* [Tasks for this exercise]:
1. According to the speaker profile, where is Terry Tempest Williams currently writer-in-residence?
2. Translate this sentence from the speaker profile into Spanish: "She divides her time between Castle Valley, Utah, and Cambridge, Massachusetts."

* [Page extract]:
-*-*-
Authors + Presenters

  • Refuge by Terry Tempest Williams

    Terry Tempest Williams

    Refuge: An Unnatural History of Family and Place
    Key Speaker
    Terry Tempest Williams is a writer, naturalist, and activist known for her impassioned prose and fierce advocacy for environmental and social justice. She is the author of Refuge, When Women Were Birds, Erosion, and The Hour of Land, and her work has appeared in The New Yorker, The New York Times, and Orion. She has received a Guggenheim Fellowship, the Sierra Club’s John Muir Award, and the Thoreau Prize for Literary Excellence. A member of the American Academy of Arts and Letters and a 2025–26 Emerson Collective Fellow, she is currently writer-in-residence at Harvard Divinity School. She divides her time between Castle Valley, Utah, and Cambridge, Massachusetts.
-*-*-
* [Data lines]:
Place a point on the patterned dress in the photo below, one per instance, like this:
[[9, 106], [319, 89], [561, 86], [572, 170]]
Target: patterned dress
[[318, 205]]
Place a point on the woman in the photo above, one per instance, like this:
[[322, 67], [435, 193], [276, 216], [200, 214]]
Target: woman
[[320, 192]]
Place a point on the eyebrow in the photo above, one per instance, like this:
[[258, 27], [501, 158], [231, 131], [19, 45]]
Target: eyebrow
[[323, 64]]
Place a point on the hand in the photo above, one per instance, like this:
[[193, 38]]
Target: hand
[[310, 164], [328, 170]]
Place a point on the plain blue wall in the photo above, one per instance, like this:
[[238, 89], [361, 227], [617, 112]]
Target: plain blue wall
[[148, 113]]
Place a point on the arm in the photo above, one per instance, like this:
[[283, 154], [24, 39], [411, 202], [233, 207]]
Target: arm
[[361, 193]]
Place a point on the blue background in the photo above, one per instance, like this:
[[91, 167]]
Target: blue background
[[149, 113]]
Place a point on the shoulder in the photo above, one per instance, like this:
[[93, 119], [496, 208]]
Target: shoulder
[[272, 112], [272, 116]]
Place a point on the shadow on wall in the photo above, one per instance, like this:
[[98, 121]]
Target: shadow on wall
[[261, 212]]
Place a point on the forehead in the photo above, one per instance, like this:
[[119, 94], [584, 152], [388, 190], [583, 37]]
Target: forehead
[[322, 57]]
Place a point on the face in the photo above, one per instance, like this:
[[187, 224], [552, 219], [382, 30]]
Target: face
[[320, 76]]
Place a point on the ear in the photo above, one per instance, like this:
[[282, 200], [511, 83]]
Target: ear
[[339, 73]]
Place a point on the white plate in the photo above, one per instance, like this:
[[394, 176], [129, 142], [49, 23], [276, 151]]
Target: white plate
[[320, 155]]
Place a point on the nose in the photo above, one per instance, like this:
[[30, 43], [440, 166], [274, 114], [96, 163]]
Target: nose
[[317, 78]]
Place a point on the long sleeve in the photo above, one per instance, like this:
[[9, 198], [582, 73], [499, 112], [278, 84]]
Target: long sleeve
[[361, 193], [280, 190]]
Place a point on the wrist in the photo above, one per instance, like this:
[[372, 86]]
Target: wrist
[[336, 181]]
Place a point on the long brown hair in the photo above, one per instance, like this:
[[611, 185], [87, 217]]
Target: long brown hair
-*-*-
* [Responses per task]:
1. Harvard Divinity School.

2. Divide su tiempo entre Castle Valley, Utah, y Cambridge, Massachusetts.